_TASK STATEMENT_
Reproduce the material below with every "Target" changed to "Label" and nothing else altered, leaving the pictures out.

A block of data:
__________

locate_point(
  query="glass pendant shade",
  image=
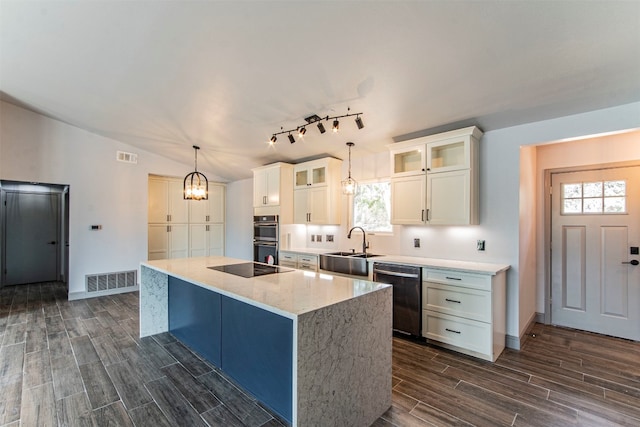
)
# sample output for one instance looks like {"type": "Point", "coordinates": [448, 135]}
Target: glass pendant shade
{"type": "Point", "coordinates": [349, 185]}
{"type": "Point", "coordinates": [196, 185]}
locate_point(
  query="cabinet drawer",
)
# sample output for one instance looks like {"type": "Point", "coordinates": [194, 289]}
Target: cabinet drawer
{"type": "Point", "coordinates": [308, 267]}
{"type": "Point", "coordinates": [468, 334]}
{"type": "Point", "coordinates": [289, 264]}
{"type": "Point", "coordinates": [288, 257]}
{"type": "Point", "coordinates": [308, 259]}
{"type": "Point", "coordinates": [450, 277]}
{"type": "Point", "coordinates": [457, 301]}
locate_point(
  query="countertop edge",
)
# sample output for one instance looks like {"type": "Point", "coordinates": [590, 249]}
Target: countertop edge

__________

_TASK OUTPUT_
locate_point(
  query="glass pendant shade",
  image=
)
# sample output for one instance looks like {"type": "Point", "coordinates": [448, 135]}
Label: glass pendant shade
{"type": "Point", "coordinates": [349, 185]}
{"type": "Point", "coordinates": [196, 185]}
locate_point(
  query="cabinet drawer",
)
# sample output for one instance looks like {"type": "Point", "coordinates": [194, 289]}
Label: cabinet drawer
{"type": "Point", "coordinates": [308, 267]}
{"type": "Point", "coordinates": [468, 334]}
{"type": "Point", "coordinates": [289, 264]}
{"type": "Point", "coordinates": [288, 257]}
{"type": "Point", "coordinates": [308, 259]}
{"type": "Point", "coordinates": [450, 277]}
{"type": "Point", "coordinates": [457, 301]}
locate_point(
  query="countertop edge",
)
# sample output for one instance looks like {"type": "Point", "coordinates": [590, 249]}
Label: countertop edge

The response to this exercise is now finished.